What Could These Results Mean for You?

These successful results are a reminder to all associations that adverse IRS determinations relating to programs and activities deemed to be unrelated, should be reevaluated over time.  Circumstances and IRS positions change, and those activities may no longer be the type of activities characterized as unrelated trade or business activities.  This is especially true in circumstances where the IRS is issuing uneven determinations to similar organizations.

Further information on this topic can be found here https://www.gkglaw.com/publications/503-recent-successes-challenging-irs-ubi-determinations-showcase-importance-of.

D.C. Government Challenges to Qualified High Technology Company Exemptions from Franchise Taxes

The District of Columbia Office of Tax and Revenue (“OTR”) has become aggressive in challenging Taxpayer’s self-determinations that they are Qualified High Technology Companies (“QHTCs”) and thus exempt from the District of Columbia’s corporate franchise tax.  GKG Law recently represented a Taxpayer who received a Notice of Proposed Assessment of Tax Deficiency (“Proposed Assessment”) against it, pursuant to which the OTR was seeking approximately a million dollars in corporate franchise taxes over the life of the exemption.  In our experience, a vigorous defense of such assessments is necessary to prevail in reversing such an assessment.

* Record extracts:
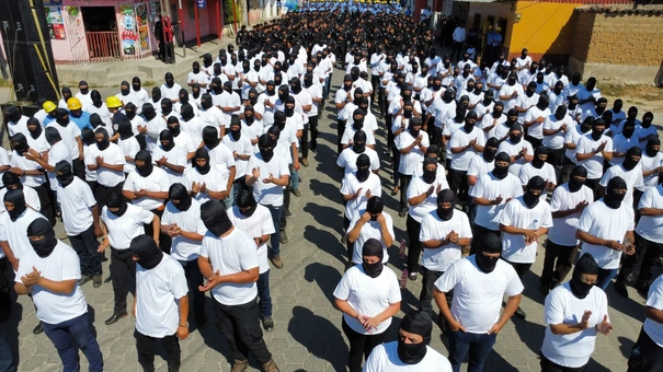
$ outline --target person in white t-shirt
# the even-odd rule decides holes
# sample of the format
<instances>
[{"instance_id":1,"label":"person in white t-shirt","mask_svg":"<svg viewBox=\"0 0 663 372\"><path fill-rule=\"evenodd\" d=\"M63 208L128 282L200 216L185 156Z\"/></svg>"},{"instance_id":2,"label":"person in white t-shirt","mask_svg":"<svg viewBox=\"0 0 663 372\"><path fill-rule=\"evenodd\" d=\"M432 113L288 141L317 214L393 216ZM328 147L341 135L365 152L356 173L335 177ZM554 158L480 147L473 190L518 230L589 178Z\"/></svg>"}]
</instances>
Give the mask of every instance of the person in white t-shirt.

* Task description: Echo the tax article word for word, beginning at the words "The District of Columbia Office" and stopping after "such an assessment.".

* Reply:
The District of Columbia Office of Tax and Revenue (“OTR”) has become aggressive in challenging Taxpayer’s self-determinations that they are Qualified High Technology Companies (“QHTCs”) and thus exempt from the District of Columbia’s corporate franchise tax.  GKG Law recently represented a Taxpayer who received a Notice of Proposed Assessment of Tax Deficiency (“Proposed Assessment”) against it, pursuant to which the OTR was seeking approximately a million dollars in corporate franchise taxes over the life of the exemption.  In our experience, a vigorous defense of such assessments is necessary to prevail in reversing such an assessment.